**DIRECTIONS FOR THIS TASK**: Put the lines starting at the line that contains "Isolate garlic bulb." and running through the end of the items into a numbered list, leaving out blank lines.

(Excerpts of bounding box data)

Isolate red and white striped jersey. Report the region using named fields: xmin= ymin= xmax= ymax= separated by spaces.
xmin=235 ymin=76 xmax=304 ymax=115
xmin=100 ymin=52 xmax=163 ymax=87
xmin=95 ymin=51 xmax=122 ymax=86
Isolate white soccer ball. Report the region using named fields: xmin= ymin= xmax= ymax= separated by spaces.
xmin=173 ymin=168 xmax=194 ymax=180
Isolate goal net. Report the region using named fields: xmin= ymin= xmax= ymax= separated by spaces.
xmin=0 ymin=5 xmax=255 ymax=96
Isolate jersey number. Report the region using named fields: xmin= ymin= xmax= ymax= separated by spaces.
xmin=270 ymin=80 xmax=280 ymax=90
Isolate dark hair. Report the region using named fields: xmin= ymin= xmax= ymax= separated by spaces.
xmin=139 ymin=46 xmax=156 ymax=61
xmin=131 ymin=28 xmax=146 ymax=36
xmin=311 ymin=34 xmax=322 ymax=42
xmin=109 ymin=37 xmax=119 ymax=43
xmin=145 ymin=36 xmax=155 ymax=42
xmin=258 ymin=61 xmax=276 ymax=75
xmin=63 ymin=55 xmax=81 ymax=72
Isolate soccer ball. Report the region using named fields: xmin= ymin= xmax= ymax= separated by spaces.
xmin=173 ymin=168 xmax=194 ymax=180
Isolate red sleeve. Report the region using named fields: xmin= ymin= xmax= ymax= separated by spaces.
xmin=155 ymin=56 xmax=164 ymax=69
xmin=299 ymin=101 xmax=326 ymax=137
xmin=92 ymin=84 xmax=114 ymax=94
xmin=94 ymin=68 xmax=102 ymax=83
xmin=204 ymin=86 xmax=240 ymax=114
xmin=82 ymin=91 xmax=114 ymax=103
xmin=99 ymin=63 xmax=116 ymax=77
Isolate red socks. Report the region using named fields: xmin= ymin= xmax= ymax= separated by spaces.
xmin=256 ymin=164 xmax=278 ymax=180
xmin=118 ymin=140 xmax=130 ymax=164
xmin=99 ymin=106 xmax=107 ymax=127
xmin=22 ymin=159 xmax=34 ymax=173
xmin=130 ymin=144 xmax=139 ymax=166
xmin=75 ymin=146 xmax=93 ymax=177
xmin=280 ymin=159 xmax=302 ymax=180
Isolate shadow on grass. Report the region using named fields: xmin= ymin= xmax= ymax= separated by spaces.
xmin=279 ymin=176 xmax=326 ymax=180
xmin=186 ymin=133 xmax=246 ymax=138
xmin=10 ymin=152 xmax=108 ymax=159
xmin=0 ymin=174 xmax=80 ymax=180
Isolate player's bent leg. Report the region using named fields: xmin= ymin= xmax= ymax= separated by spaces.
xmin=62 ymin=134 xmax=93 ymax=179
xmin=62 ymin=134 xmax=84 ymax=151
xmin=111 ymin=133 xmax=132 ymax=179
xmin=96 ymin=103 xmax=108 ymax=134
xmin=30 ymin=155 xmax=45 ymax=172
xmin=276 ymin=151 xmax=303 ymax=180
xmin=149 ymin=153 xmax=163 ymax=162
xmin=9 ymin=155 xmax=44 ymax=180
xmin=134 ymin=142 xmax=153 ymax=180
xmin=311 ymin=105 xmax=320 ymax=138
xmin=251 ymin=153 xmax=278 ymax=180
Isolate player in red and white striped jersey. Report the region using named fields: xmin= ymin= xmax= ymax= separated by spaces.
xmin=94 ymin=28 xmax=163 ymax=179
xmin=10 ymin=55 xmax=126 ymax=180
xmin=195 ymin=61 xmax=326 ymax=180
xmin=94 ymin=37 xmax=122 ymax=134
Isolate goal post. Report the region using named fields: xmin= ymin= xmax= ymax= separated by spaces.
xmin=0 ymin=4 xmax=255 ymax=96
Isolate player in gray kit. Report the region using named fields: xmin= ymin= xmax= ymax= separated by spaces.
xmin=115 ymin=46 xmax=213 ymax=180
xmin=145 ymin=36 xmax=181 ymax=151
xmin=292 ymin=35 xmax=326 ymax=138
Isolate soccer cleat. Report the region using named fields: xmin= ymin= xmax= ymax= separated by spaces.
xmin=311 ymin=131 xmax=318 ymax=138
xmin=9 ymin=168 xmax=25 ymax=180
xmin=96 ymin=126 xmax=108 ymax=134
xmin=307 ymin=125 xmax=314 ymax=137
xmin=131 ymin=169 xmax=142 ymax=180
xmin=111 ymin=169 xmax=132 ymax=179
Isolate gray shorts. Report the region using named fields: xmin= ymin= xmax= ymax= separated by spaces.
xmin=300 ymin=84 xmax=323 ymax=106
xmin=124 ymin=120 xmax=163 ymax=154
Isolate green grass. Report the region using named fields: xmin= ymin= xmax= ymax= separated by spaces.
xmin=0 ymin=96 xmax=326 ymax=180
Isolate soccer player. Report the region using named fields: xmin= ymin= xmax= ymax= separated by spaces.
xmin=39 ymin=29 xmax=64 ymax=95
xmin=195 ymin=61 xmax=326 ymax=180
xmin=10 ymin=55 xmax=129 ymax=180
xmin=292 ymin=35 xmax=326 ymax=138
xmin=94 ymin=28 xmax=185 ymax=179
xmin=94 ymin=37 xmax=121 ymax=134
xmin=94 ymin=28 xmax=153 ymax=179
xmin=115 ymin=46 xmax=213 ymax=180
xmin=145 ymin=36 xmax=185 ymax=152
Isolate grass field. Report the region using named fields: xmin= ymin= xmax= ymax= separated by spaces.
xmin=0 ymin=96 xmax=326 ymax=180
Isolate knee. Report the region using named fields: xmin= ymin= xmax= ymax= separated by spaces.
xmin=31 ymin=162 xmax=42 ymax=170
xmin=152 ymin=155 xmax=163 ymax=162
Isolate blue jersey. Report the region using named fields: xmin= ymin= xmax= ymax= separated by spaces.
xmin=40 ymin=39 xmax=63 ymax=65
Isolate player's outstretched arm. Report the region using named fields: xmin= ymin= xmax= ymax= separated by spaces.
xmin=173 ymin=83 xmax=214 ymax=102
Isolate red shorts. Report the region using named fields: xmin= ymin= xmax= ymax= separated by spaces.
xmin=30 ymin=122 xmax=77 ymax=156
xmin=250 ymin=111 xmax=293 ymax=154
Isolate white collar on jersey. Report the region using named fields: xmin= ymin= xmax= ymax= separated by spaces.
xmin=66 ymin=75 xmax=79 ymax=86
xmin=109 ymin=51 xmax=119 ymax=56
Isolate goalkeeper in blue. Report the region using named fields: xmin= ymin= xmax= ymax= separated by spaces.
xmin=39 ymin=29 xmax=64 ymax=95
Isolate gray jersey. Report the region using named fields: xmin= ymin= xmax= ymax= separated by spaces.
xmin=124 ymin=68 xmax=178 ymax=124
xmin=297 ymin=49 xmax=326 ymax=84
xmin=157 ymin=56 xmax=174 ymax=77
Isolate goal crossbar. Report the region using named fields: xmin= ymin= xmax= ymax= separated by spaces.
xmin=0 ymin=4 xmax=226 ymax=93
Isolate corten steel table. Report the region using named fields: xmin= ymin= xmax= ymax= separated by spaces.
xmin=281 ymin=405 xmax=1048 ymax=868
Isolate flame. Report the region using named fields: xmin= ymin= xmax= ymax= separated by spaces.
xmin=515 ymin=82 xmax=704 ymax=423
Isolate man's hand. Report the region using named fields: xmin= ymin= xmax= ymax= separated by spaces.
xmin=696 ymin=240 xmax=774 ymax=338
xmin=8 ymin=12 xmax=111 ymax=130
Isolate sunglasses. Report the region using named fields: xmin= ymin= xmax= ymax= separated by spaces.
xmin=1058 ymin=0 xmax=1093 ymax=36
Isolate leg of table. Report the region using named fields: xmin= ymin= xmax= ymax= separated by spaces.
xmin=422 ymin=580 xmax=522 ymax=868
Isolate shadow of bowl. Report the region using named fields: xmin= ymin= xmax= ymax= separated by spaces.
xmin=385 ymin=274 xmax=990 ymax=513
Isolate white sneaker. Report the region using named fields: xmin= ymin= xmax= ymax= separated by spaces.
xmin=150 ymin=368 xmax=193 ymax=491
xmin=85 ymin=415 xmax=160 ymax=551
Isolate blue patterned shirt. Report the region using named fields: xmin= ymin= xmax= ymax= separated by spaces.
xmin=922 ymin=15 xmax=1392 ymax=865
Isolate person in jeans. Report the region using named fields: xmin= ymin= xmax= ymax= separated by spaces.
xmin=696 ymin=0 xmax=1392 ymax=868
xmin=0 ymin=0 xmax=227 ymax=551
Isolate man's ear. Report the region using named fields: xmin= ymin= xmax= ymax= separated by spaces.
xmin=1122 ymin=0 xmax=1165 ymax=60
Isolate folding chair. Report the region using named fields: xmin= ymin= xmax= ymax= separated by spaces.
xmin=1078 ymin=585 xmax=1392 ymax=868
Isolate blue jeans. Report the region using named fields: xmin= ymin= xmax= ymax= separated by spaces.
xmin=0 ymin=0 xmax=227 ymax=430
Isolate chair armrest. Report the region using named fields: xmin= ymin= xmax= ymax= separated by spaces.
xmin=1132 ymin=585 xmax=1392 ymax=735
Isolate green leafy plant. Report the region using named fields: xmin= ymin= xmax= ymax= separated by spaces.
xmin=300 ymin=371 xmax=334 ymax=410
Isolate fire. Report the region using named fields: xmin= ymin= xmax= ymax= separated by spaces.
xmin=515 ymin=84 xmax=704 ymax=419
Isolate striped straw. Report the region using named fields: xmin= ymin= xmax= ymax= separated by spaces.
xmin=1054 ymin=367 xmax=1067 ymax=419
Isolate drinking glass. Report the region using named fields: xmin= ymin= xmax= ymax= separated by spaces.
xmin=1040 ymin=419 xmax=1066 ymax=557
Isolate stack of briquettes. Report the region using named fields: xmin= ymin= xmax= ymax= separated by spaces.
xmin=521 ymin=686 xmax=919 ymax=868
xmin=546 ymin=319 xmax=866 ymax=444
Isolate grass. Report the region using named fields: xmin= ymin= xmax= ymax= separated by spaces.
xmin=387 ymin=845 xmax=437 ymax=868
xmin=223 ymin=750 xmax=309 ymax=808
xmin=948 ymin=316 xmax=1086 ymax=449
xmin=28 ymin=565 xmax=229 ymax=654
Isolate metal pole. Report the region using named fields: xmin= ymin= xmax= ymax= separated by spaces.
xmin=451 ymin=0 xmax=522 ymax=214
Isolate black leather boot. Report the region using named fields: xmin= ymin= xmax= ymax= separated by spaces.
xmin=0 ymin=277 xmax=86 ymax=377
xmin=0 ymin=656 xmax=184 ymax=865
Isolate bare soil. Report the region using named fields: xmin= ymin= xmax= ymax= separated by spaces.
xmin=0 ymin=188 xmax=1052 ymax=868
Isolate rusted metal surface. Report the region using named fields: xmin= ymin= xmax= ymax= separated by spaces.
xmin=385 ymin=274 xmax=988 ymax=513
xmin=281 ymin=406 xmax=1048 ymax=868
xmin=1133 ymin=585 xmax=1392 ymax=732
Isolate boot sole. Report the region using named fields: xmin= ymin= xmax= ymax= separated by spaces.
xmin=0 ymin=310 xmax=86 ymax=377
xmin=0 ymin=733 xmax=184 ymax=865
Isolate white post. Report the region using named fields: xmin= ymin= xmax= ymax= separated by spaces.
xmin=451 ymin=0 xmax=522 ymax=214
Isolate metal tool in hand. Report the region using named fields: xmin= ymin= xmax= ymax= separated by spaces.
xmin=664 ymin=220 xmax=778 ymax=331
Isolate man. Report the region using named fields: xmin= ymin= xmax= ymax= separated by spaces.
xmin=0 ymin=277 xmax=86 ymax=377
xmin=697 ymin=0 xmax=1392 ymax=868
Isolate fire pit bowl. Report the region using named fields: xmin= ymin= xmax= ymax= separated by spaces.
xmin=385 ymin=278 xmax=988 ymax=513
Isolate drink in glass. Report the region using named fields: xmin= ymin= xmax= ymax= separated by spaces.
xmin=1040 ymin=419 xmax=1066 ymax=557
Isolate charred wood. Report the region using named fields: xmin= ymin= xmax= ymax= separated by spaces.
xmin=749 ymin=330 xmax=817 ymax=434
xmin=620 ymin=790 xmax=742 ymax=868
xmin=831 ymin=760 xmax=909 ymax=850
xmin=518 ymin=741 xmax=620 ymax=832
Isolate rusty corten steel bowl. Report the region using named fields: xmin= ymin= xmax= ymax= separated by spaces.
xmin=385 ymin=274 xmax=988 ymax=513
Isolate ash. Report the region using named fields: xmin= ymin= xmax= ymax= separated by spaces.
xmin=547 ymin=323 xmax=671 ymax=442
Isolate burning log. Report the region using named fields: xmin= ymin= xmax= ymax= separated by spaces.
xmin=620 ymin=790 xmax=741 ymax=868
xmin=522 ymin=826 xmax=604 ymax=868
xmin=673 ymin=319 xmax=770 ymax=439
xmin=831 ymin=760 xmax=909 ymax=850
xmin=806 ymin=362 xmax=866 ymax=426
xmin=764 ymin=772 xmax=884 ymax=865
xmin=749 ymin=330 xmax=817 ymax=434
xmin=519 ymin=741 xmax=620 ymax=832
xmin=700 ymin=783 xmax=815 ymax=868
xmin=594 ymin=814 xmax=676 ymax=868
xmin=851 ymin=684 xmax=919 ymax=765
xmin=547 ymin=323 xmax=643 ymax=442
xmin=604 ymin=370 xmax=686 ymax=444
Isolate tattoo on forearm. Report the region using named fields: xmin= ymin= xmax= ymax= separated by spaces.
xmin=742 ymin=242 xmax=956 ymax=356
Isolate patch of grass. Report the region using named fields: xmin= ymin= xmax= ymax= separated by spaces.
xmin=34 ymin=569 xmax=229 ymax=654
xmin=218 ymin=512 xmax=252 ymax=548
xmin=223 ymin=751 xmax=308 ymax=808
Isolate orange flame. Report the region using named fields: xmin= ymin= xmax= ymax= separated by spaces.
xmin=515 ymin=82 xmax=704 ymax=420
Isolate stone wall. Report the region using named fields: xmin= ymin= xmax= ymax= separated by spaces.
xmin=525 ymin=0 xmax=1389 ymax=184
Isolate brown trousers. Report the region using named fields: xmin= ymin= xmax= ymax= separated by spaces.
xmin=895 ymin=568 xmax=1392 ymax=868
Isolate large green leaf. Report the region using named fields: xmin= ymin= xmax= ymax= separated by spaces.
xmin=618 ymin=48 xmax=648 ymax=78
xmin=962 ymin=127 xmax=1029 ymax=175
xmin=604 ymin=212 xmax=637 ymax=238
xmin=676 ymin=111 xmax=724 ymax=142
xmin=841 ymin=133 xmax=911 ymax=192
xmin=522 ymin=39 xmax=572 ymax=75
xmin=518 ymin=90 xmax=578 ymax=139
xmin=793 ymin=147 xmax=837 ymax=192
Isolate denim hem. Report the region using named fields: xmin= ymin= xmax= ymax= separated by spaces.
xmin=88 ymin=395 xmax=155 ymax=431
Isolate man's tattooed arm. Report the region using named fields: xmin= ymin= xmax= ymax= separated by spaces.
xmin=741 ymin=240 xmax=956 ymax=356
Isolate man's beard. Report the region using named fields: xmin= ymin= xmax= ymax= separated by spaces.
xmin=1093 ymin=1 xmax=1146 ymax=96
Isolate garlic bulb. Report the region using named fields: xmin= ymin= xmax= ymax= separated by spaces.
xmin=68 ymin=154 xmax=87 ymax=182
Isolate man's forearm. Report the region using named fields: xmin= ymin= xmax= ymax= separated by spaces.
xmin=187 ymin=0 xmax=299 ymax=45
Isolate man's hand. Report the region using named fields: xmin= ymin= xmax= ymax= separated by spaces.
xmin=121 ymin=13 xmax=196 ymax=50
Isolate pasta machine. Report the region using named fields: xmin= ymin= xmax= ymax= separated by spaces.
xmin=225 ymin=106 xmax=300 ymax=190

**THE RESPONSE**:
1. Isolate garlic bulb. Report the region using named fields: xmin= ymin= xmax= ymax= separated by spaces.
2. xmin=68 ymin=154 xmax=87 ymax=182
3. Isolate man's forearm. Report the region using named fields: xmin= ymin= xmax= ymax= separated by spaces.
4. xmin=187 ymin=0 xmax=299 ymax=45
5. Isolate man's hand. Report the region using named fields: xmin= ymin= xmax= ymax= separated by spaces.
6. xmin=121 ymin=13 xmax=196 ymax=50
7. Isolate pasta machine. Report the region using named fields: xmin= ymin= xmax= ymax= separated by spaces.
8. xmin=225 ymin=106 xmax=300 ymax=190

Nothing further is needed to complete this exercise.